List the metals that the Corten steel article below gives as examples of metals that discolor when exposed to air.

### ARTICLE

---

Corten steel

Corten steel or Cor-ten Steel is weather resisting alloyed steel (mixed with other metals and minerals) that reacts to oxygen corrosion (rust) in a manner similar to non ferrous metals.

When attacked by oxygen (air or water) it forms an oxidized barrier that resists further attack, if you visualize copper, brass, silver etc, when exposed to air they discolor and the surface turns green or grey, this discoloration is an oxide film that is tough and resilient to further oxidation.

This kind of steel was developed around 1972 in America, and is now used extensively in the Marine environment, ships and shipping containers (Corten ‘A’ ) and often in steel architecture and art, an example of which is the ‘Angel of the North’ statue.

Corten Steel mark on container

When used in art form it is often left unpainted, but where used in the Shipping environment it is painted adding further to the unit’s weather resistance and of course its aesthetic appearance.

---

### PROVIDED DATA

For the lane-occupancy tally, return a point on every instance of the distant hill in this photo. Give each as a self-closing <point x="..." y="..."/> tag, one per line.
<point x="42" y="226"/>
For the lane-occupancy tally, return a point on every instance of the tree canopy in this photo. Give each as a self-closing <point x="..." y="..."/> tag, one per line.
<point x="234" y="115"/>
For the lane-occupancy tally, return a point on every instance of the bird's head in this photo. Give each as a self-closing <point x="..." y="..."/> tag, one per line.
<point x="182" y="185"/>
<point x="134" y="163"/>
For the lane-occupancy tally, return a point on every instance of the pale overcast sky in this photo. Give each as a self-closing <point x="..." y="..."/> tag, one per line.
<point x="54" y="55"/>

---

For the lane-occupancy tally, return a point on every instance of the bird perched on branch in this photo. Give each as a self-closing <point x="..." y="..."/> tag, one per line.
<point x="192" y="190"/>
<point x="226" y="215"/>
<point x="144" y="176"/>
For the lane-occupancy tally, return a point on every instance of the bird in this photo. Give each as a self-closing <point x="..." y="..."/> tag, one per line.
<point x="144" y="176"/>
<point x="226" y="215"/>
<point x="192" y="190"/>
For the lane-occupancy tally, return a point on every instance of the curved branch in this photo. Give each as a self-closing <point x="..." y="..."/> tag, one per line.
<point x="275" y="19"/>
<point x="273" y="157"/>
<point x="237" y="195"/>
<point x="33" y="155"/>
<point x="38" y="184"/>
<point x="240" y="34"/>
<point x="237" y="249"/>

---

### EXPECTED ANSWER
Copper, brass, silver